Reproduce verbatim the lines of the data below, beginning with the line that contains "Target: street lamp" and stopping after the line that contains "1149,444 -> 1335,489".

DATASET EXCERPTS →
-- BEGIN --

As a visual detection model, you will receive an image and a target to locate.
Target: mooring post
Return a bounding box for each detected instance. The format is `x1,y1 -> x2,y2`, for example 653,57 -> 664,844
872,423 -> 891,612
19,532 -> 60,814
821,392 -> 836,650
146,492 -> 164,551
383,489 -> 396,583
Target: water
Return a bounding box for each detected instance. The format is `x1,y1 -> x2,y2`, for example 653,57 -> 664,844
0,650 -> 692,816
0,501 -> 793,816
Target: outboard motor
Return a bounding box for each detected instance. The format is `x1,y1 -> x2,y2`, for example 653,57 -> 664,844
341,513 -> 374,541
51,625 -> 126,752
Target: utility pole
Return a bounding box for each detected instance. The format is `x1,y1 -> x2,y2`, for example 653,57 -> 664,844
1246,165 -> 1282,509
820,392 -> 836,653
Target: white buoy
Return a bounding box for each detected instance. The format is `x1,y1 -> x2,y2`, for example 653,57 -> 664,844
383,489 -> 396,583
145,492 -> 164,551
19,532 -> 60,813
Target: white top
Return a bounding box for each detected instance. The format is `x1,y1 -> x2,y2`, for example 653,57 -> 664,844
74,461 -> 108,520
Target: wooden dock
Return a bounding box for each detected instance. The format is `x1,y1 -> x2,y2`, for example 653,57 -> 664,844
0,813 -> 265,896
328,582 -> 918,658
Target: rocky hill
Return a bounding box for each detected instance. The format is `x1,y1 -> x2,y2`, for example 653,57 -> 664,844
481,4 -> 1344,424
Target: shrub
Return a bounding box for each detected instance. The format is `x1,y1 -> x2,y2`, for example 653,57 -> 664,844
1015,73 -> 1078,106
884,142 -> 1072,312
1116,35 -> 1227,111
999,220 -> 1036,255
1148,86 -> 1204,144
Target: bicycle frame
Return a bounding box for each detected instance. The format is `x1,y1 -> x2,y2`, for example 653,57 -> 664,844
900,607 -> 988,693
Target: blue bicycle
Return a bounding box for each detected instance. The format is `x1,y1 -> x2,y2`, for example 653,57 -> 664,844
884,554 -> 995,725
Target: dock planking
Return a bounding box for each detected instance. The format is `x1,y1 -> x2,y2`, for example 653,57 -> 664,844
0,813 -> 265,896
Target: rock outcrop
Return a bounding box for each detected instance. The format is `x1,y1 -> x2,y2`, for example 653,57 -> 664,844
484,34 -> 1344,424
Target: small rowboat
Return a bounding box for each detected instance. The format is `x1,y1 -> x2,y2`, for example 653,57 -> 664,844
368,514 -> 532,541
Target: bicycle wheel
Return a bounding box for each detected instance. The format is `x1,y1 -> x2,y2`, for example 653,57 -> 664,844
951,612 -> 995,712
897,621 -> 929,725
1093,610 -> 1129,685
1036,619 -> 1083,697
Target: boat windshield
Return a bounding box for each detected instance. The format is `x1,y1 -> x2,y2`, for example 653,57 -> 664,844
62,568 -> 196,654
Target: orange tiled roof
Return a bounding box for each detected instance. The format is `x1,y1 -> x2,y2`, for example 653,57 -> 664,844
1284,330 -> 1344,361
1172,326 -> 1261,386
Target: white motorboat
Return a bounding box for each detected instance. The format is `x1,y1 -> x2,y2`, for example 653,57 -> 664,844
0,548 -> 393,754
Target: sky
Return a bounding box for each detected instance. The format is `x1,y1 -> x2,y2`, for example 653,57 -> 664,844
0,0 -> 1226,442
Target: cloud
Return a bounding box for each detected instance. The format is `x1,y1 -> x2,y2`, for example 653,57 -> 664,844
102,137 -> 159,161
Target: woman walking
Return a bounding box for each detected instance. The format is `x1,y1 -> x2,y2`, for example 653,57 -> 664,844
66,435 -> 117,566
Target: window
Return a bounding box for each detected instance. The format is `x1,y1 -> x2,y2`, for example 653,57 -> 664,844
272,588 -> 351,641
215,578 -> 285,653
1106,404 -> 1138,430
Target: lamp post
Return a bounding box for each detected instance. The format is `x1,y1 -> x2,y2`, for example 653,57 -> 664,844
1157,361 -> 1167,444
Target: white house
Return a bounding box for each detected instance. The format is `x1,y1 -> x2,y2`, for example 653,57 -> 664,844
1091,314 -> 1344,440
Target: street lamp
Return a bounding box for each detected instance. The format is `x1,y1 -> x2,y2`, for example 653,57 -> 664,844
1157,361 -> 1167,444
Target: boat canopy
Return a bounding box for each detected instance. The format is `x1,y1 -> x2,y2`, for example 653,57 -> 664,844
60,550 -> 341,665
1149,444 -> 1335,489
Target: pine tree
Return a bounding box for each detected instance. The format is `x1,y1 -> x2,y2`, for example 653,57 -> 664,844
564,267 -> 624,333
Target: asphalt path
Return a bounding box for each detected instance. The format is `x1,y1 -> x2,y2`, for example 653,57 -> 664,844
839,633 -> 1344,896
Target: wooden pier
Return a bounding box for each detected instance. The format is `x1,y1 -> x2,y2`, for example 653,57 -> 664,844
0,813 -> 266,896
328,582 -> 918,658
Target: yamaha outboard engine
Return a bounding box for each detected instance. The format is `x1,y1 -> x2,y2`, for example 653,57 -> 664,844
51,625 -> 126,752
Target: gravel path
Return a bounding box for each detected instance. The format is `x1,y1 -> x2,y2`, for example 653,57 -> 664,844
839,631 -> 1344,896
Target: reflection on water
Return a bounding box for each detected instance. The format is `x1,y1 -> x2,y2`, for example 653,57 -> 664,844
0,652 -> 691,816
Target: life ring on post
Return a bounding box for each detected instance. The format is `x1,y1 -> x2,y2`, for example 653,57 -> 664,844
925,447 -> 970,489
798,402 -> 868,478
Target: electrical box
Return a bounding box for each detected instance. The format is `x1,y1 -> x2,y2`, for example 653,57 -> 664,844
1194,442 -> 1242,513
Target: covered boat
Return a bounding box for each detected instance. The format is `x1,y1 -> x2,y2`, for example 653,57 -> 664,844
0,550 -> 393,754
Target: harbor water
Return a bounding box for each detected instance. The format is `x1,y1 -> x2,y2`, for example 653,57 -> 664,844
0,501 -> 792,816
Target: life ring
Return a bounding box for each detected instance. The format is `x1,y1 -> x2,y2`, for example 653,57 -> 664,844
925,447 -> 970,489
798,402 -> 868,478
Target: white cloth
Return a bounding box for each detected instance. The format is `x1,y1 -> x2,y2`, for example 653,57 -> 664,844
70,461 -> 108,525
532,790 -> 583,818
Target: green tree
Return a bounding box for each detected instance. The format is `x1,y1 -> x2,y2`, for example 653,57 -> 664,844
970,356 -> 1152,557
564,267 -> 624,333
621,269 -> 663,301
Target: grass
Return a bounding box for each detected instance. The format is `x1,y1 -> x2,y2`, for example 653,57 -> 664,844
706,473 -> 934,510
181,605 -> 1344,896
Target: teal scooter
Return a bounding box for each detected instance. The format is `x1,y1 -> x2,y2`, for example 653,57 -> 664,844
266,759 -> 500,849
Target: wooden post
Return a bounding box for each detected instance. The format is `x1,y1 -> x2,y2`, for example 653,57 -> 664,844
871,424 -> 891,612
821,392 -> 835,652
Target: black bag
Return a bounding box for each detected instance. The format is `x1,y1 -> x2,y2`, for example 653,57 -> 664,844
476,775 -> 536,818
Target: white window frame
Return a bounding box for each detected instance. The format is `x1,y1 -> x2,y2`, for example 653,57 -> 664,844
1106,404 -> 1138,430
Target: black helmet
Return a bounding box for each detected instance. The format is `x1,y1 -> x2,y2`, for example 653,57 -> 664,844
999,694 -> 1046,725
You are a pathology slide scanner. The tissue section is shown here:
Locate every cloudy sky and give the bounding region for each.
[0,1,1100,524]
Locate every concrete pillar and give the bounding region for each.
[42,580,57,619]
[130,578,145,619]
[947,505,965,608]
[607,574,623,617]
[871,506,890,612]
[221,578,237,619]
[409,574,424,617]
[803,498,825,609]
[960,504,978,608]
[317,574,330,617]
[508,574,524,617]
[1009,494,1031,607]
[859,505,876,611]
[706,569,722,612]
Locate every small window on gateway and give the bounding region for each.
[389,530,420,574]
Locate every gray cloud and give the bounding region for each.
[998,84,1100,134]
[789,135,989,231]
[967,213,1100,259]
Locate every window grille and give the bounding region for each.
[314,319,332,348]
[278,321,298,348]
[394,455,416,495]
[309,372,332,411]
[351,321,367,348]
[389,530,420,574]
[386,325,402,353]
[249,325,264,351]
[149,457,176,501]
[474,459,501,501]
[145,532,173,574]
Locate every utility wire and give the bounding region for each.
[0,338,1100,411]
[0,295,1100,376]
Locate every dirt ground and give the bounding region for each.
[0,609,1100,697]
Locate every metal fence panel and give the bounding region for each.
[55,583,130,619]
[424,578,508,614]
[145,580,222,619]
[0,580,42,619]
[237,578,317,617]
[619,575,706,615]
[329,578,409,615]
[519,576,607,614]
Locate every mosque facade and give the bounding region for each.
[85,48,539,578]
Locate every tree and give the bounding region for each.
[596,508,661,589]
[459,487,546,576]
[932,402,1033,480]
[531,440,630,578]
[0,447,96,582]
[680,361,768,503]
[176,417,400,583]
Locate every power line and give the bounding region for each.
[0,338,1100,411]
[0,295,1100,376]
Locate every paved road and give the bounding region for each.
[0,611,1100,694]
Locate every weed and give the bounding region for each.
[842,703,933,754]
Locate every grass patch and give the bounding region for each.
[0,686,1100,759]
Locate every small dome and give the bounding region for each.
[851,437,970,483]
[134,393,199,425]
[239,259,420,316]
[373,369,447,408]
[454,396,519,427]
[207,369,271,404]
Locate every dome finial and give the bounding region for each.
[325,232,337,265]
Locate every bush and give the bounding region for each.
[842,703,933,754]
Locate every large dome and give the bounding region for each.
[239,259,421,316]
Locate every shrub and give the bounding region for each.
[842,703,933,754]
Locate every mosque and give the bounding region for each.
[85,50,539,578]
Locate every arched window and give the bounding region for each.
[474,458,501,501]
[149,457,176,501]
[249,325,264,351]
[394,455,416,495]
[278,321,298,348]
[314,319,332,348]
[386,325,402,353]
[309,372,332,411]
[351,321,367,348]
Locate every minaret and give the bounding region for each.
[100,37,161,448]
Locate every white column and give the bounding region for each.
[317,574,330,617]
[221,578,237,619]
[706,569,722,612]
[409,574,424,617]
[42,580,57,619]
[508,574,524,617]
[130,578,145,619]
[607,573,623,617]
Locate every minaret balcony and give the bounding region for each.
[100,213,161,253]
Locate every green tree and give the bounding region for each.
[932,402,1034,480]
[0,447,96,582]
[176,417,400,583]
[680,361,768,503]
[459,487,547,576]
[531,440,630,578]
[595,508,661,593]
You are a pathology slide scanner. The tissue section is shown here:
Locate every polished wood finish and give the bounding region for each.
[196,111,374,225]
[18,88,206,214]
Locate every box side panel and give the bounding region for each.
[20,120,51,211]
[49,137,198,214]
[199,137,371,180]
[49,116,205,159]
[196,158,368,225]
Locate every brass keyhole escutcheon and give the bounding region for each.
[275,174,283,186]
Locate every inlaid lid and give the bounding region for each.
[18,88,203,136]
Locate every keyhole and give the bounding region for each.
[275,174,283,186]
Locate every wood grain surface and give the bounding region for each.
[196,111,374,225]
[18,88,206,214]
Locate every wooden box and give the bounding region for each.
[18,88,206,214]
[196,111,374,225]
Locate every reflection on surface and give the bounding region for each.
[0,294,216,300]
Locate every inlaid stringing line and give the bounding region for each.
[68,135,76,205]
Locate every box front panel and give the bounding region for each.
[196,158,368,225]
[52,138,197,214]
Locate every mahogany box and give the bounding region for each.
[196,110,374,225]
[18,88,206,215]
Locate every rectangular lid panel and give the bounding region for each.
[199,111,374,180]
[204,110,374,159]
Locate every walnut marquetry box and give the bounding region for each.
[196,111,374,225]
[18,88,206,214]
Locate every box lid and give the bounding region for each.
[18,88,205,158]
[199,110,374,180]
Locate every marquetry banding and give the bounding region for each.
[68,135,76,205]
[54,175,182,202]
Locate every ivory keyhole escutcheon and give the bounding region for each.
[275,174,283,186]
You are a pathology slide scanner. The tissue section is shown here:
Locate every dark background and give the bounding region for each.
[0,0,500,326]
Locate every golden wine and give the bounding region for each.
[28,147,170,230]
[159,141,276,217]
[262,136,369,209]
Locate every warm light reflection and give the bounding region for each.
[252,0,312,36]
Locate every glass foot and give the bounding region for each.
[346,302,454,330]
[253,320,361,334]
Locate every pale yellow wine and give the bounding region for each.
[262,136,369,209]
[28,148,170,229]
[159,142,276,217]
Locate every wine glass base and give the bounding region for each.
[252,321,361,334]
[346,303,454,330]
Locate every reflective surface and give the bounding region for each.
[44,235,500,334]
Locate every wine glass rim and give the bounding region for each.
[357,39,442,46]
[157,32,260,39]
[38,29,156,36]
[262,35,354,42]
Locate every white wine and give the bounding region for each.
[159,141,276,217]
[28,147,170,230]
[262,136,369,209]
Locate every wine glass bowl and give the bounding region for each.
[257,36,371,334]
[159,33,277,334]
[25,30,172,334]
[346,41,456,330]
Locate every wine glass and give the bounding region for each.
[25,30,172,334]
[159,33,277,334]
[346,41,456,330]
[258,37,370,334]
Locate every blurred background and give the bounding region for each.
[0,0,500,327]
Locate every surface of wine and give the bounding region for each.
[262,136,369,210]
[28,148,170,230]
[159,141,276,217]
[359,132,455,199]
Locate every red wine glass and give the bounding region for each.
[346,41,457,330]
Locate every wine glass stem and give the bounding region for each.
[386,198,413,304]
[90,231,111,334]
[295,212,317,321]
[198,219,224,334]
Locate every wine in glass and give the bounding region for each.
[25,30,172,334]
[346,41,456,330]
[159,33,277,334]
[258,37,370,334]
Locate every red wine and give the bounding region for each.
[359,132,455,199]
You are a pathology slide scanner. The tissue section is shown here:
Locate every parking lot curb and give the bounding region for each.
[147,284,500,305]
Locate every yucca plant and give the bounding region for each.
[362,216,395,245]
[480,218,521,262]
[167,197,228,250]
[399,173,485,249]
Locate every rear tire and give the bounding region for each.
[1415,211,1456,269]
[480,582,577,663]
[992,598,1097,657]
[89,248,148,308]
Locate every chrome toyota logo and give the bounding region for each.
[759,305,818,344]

-- END --

THE RESULT →
Target: street lamp
Return a bounding box for each detected instance. The format is `x1,y1 -> x2,y2`, for example 653,57 -> 664,844
1157,361 -> 1167,444
Target: boat canopy
Return a bounding box for each detected instance. The format is `x1,y1 -> x2,y2`, for example 653,57 -> 664,844
60,550 -> 341,665
1149,444 -> 1335,489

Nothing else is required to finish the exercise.